*** Artigo ***

Esta coordenação da RNCCI, repartida entre os ministérios da Saúde e do Trabalho e Segurança Social, é um sinal de que estão finalmente a trabalhar numa óptica comum?
Ana Gomes (AG)
— Este trabalho conjunto é um espelho muito claro da intenção que está subjacente à criação da RNCCI, de poder conciliar, centrando na pessoa que precisa de cuidados, o apoio social e os cuidados de saúde.

Miguel Fausto da Costa (MFC) — Este trabalho conjunto já existia na anterior coordenação. A grande diferença é ao nível das coordenações (nacional, regional e local), ao estarem representadas a saúde e a segurança social. É uma nova forma de trabalhar porque as necessidades dos utentes não se espartilham entre saúde e apoio social.

A Associação Nacional de Cuidados Continuados tem criticado os valores de financiamento. Também reclama um valor importante do Estado: 6,4 milhões de euros. Há risco de os prestadores poderem abandonar a rede?

***

Pedido A: Segundo o artigo sobre a RNCCI, que valor reclama do Estado a Associação Nacional de Cuidados Continuados?
Pedido B: Apresente a continuação do artigo sobre a RNCCI, começando logo após a última frase mostrada.

*** Dados fornecidos ***

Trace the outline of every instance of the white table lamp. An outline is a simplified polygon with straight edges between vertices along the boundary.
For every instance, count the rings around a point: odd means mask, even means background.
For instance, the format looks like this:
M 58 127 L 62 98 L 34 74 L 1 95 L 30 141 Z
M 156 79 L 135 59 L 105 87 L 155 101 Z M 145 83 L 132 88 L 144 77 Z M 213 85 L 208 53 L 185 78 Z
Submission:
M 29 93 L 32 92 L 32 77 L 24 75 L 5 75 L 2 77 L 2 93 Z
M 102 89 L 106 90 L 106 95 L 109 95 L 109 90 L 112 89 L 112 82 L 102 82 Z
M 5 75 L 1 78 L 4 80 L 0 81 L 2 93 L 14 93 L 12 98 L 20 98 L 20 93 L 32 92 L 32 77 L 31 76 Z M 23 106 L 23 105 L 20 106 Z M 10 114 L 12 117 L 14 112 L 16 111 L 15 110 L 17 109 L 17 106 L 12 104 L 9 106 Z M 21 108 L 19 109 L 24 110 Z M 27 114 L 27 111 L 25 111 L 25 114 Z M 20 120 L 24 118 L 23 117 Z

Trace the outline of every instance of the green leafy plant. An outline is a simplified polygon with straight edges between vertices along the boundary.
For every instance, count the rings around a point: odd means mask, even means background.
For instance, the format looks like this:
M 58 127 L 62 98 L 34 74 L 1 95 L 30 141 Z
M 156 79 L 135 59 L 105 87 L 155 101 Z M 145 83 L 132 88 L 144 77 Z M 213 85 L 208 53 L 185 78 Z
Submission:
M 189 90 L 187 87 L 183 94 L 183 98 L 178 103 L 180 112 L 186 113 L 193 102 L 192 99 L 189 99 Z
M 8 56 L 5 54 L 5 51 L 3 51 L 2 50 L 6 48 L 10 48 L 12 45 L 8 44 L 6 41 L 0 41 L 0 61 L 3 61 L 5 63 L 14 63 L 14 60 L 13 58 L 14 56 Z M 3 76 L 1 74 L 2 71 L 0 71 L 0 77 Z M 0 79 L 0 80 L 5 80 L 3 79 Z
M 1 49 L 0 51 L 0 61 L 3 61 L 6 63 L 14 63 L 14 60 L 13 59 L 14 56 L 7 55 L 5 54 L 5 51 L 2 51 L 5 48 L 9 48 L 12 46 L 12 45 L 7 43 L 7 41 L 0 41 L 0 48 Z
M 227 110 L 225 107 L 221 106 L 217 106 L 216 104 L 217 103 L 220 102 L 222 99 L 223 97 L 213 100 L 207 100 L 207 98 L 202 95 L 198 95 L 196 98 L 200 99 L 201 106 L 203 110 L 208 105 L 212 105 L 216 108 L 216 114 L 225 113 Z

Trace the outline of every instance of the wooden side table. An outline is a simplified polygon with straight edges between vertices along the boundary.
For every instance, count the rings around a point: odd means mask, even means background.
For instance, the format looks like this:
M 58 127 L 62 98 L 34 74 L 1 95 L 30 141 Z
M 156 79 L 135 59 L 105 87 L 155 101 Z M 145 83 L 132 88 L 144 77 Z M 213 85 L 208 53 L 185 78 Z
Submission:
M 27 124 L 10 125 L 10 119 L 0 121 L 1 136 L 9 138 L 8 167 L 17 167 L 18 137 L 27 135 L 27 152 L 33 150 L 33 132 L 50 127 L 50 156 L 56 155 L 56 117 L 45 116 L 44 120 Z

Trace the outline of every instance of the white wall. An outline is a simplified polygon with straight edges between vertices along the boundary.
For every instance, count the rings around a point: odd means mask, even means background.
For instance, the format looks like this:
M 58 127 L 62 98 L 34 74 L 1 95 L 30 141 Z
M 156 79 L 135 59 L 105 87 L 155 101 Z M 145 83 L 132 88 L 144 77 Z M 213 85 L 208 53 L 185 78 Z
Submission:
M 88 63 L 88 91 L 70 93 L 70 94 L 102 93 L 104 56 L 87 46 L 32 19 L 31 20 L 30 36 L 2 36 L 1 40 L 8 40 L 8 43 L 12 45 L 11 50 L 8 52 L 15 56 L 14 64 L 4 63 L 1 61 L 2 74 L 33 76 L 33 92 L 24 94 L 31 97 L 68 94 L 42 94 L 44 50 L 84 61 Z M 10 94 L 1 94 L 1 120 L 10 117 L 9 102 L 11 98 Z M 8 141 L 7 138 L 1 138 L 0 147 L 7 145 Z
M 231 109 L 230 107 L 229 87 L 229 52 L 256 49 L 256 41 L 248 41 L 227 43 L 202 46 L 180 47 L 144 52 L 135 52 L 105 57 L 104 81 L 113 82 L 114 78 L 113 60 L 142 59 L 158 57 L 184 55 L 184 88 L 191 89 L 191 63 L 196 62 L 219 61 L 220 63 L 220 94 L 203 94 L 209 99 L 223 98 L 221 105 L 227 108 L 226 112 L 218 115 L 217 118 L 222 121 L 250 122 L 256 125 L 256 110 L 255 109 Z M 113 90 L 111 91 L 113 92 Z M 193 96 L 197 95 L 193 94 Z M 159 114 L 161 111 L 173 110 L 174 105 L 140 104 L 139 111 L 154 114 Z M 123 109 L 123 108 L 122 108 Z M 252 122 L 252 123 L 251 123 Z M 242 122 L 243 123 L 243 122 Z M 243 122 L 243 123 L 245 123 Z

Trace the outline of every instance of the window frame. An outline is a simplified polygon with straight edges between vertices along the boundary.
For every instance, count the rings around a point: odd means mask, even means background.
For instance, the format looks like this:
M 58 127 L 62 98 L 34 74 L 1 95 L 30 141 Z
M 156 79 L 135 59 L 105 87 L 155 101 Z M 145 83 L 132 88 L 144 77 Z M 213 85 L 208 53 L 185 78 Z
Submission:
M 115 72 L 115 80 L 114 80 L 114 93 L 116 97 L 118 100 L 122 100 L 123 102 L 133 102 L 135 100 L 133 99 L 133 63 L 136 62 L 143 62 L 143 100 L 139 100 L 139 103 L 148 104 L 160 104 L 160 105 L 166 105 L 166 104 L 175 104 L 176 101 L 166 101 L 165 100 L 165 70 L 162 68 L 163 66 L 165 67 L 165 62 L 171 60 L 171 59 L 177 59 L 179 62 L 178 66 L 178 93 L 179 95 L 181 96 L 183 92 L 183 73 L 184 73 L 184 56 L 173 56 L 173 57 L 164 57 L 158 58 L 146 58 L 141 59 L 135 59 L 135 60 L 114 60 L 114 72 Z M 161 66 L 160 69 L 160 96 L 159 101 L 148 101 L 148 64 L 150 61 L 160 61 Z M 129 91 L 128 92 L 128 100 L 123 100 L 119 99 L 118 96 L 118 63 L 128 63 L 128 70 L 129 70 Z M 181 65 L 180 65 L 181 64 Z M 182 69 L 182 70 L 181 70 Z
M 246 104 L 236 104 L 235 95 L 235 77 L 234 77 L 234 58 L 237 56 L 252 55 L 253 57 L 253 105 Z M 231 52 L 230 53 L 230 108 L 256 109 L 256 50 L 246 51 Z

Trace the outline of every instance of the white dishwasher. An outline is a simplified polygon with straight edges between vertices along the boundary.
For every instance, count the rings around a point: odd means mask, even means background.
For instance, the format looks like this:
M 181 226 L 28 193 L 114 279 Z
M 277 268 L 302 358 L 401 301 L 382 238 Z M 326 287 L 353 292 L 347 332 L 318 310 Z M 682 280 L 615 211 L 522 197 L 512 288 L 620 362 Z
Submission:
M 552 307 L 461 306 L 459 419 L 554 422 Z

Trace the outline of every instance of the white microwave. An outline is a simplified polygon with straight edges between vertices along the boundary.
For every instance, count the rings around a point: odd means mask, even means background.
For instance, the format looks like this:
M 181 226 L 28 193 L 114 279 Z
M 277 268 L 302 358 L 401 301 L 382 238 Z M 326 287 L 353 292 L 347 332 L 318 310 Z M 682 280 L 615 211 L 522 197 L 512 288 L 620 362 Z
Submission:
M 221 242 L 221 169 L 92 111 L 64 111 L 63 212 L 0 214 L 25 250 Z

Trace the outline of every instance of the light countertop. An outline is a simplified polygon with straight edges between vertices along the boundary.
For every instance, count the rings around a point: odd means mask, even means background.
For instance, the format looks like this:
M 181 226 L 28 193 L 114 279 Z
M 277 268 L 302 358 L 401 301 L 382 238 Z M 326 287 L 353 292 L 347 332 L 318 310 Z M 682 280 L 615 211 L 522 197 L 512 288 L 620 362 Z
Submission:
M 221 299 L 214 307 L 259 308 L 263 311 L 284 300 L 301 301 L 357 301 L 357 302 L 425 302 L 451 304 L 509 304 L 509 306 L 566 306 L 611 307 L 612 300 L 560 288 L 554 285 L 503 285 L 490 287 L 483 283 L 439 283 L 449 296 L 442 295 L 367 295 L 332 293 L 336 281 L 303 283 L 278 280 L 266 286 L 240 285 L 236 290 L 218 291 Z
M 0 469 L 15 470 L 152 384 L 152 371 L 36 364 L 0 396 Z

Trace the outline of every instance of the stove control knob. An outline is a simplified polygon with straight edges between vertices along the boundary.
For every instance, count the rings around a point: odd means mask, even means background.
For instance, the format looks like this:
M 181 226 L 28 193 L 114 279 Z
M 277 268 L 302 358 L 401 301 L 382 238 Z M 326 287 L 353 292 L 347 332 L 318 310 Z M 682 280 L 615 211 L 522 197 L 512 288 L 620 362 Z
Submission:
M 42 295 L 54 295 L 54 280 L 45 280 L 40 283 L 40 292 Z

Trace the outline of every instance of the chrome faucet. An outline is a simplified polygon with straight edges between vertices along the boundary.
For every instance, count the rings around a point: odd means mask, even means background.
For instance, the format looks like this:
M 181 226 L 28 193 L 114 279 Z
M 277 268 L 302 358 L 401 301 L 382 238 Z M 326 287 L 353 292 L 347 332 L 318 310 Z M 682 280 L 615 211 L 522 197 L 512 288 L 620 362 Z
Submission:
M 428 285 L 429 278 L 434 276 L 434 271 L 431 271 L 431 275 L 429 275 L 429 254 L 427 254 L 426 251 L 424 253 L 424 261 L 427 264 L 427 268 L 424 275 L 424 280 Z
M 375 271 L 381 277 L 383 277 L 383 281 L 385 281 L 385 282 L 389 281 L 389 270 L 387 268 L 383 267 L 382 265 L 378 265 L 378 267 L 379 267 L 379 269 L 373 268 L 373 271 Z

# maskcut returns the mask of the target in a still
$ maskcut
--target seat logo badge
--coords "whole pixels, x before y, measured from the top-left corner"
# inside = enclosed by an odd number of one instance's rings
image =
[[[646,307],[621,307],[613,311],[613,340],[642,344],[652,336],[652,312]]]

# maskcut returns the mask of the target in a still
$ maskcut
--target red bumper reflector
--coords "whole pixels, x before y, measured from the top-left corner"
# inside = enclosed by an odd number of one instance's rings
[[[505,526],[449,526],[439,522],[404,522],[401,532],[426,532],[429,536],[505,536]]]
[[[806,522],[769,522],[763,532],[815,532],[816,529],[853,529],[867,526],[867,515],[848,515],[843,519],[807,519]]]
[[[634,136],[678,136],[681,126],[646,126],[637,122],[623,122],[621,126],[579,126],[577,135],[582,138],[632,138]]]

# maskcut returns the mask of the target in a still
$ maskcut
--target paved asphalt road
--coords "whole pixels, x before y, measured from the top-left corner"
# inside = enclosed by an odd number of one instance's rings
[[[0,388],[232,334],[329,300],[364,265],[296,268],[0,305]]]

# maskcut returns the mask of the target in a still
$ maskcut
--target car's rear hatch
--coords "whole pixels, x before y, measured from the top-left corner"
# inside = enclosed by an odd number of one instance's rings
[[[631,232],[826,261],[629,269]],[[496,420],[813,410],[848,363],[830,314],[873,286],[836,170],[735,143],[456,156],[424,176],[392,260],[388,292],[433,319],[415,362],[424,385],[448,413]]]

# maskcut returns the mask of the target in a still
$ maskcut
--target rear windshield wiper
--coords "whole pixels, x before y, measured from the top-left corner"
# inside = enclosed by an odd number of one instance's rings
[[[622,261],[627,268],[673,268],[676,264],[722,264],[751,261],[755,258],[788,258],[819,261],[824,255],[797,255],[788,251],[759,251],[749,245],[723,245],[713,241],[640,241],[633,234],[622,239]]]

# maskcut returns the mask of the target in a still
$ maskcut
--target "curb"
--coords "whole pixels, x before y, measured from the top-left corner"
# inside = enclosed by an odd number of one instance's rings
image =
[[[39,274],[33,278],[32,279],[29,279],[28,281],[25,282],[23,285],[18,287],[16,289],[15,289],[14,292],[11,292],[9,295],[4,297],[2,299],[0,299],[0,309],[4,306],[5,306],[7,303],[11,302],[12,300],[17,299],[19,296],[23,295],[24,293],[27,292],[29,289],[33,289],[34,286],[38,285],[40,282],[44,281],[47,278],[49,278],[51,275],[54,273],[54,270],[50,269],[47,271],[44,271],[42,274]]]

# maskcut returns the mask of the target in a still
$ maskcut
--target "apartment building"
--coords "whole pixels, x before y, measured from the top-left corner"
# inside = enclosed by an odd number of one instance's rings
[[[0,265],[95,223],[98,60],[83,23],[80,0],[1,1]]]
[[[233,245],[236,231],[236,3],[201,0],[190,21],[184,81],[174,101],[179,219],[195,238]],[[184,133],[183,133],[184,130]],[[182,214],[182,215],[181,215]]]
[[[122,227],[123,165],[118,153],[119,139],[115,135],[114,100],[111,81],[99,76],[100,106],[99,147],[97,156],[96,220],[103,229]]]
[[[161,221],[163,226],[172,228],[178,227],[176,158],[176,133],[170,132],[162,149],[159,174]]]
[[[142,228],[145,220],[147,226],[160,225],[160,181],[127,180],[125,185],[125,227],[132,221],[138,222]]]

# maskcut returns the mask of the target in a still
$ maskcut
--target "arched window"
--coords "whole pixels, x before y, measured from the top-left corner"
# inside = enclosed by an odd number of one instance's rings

***

Resposta A: 6,4 milhões de euros.

Resposta B:
AG — Temos deslocações programadas nos próximos meses às diferentes regiões do país para tentar encontrar soluções para colmatar todas as dificuldades e numa proximidade muito grande. Estamos disponíveis para acompanhar e para ajudar todas as instituições, nomeadamente as associações que têm o direito de reivindicar o que consideram melhor e estaremos atentos a isso. Todas terão um tempo de diálogo e de análise das suas reivindicações.

MFC — O modelo de contratualização é com um valor fixo, pago por diária. Não ponho completamente de parte que possamos evoluir para um modelo de complexidade. Ou seja, quanto mais complexo mais se paga; menos complexo, paga menos. Isso é uma das possibilidades para futuro e talvez se aproxime mais das reivindicações das associações, por um lado, e do conceito de cuidados centrados nas necessidades da pessoa, por outro.

Há uma estimativa de quantos profissionais serão precisos para aumentar o número de equipas de cuidados domiciliários?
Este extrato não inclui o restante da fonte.